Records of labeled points
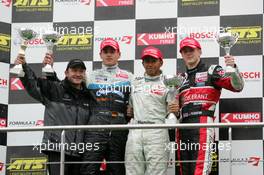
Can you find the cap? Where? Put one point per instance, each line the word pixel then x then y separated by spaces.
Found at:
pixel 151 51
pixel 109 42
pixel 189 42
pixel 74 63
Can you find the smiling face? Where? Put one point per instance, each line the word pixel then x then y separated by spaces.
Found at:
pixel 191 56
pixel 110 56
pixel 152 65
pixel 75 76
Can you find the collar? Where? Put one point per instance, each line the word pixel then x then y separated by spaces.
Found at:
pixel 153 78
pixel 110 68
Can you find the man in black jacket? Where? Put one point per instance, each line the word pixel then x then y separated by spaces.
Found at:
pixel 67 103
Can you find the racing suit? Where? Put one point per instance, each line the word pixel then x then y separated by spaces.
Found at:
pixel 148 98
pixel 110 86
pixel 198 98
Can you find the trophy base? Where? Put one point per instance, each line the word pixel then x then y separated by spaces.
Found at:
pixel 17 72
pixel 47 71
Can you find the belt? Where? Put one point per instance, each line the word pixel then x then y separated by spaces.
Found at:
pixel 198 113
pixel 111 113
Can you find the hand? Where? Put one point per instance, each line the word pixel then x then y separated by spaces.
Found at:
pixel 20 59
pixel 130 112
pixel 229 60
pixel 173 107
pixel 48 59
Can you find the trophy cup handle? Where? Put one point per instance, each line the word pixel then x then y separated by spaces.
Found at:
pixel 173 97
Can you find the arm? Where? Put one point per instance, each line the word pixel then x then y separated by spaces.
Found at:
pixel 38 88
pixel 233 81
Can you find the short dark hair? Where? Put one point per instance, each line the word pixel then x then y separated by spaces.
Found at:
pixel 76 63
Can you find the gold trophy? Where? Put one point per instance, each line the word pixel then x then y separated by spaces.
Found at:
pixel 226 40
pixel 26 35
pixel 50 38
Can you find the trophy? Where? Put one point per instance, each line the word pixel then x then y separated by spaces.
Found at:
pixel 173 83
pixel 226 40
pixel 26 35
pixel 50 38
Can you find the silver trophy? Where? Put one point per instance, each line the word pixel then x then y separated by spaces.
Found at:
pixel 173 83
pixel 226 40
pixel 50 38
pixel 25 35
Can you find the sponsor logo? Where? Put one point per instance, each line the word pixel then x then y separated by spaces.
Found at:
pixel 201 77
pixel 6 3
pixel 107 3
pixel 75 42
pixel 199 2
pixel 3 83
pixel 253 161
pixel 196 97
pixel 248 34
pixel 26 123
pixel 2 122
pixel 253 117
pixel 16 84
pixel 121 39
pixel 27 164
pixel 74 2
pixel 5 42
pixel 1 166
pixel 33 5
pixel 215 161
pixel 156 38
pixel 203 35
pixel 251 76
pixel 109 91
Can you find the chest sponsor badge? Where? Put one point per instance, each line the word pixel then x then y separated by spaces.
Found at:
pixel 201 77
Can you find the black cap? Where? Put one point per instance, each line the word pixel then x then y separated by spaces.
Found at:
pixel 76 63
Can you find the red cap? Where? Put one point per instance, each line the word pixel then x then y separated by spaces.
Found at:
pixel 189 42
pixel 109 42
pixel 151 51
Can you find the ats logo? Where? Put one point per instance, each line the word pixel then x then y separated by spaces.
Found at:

> _WHAT THIS TASK INVOLVES_
Arrange every line of the records above as a numbered list, omitting blank lines and leaving out the pictures.

> _COMPLETE ANSWER_
1. Can you find the cap? Where? Put one point per instance, each line the word pixel then x then y separated by spaces.
2. Found at:
3. pixel 151 51
4. pixel 109 42
5. pixel 189 42
6. pixel 74 63
7. Can you find the smiling face? Where? Put one point per instance, each line the word pixel then x then y separated by spaces.
8. Found at:
9. pixel 191 56
10. pixel 110 56
11. pixel 152 65
12. pixel 75 76
13. Can you find the collar? Where? Put one point per instance, each line the word pixel then x then y separated by spaces.
14. Found at:
15. pixel 153 78
16. pixel 110 68
17. Can you find the man in black jacket? Where? Put one point per instance, each line the word pixel then x then y separated by spaces.
18. Found at:
19. pixel 67 103
20. Can you find the racing suit? Where? Put one point per instance, each line the word pixel then x then y separated by spaces.
21. Found at:
22. pixel 148 98
23. pixel 110 86
24. pixel 198 98
25. Can you find the trophy base? Where? Put one point per instance, each line the word pixel then x then y separated by spaces.
26. Found at:
27. pixel 17 72
28. pixel 47 71
29. Can you find the belt? Where? Put one point per instance, each line the word pixel then x then y separated by spaces.
30. Found at:
31. pixel 198 113
32. pixel 111 113
33. Can you find the hand? Where? Put one point per instance, each line the word pixel then x then y separated by spaces.
34. Found at:
35. pixel 20 59
36. pixel 130 112
37. pixel 229 60
38. pixel 173 107
39. pixel 48 59
40. Can you find the trophy cup handle? Where? Put one point per instance, each line the word pixel then x then y separated by spaces.
41. Found at:
42. pixel 173 97
43. Can you find the arm? Where? Put one point per instance, each line the word pixel then x then y separated by spaces.
44. Found at:
45. pixel 38 88
46. pixel 233 81
47. Can you find the short dark hair? Where? Put one point per instance, each line the word pixel then x then y separated by spaces.
48. Found at:
49. pixel 76 63
50. Can you find the gold trophy? Where? Put one point per instance, each line the word pixel then x then y separated by spaces.
51. Found at:
52. pixel 226 40
53. pixel 26 35
54. pixel 50 38
55. Can you find the trophy? Where? Put one point per instance, each line the word pixel then x then y separated by spaces.
56. Found at:
57. pixel 173 83
58. pixel 226 40
59. pixel 26 35
60. pixel 50 38
61. Can you find the silver trophy? Where? Put one point per instance, each line the word pixel then x then y separated by spaces.
62. Found at:
63. pixel 173 83
64. pixel 226 40
65. pixel 50 38
66. pixel 25 35
67. Can you find the sponsor logo? Where? Put one point per instance, each line the word pixel then x then y separated by spaces.
68. Found at:
69. pixel 201 77
70. pixel 6 3
71. pixel 107 3
72. pixel 75 42
73. pixel 199 2
74. pixel 3 83
75. pixel 253 161
76. pixel 196 97
77. pixel 248 34
78. pixel 26 123
79. pixel 2 122
80. pixel 253 117
81. pixel 16 84
82. pixel 121 39
83. pixel 27 164
84. pixel 74 2
85. pixel 5 42
86. pixel 1 166
87. pixel 33 5
88. pixel 215 161
89. pixel 156 38
90. pixel 203 35
91. pixel 251 76
92. pixel 109 91
93. Can you find the chest sponsor badge? Where? Put one point per instance, each line the word pixel then x then y separated by spaces.
94. Found at:
95. pixel 201 77
96. Can you find the black cap? Where? Put one point per instance, each line the word pixel then x then y separated by spaces.
97. Found at:
98. pixel 76 63
99. Can you find the red cap? Where? Put one point per instance, each line the word pixel then x then y separated by spaces.
100. Found at:
101. pixel 189 42
102. pixel 109 42
103. pixel 151 51
104. Can you find the ats logo? Where? Put one point per instance, each line the word pixel then x then y separated by spaces.
105. Found at:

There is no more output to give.